Where the line containing "Query: white flower painting" appears, start copying; continue through the last line below and copy nothing else.

DATA EXCERPTS:
Content starts

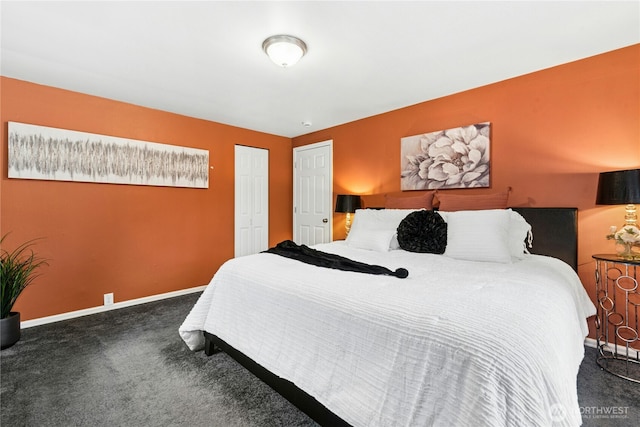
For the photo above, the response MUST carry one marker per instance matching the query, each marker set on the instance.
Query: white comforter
(457, 343)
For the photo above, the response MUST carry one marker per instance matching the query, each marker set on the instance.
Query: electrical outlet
(108, 299)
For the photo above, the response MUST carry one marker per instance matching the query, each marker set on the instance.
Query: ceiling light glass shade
(284, 50)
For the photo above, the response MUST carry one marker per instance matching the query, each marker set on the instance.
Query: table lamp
(348, 203)
(620, 188)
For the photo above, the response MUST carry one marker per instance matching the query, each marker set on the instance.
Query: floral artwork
(452, 158)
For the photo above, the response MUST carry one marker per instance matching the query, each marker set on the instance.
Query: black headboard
(555, 232)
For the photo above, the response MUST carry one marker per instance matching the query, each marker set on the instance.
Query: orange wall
(131, 240)
(552, 132)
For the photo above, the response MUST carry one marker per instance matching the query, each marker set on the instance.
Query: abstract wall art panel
(452, 158)
(38, 152)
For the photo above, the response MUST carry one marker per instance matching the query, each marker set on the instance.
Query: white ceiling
(204, 59)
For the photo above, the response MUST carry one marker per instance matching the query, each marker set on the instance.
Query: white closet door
(313, 193)
(251, 200)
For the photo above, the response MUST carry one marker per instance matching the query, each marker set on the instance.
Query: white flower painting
(452, 158)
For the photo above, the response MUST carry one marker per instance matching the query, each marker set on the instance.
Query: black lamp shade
(619, 187)
(347, 203)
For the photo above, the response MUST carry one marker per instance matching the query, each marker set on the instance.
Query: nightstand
(618, 317)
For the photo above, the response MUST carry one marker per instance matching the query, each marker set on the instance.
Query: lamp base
(630, 216)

Content ends

FINISHED TASK:
Query: white flower painting
(452, 158)
For the photo above, the response MUST carry one marker per instance matching the query, each marker set on the instance.
Query: black lamp shade
(619, 187)
(347, 203)
For the photo above, the response MUST carry one marker per instance matching the query, each marker set on the instance.
Query: nightstand
(618, 317)
For the photo above, the response MUST carry one marker per instance matching the query, each marker set on the instance.
Query: lamp base
(630, 216)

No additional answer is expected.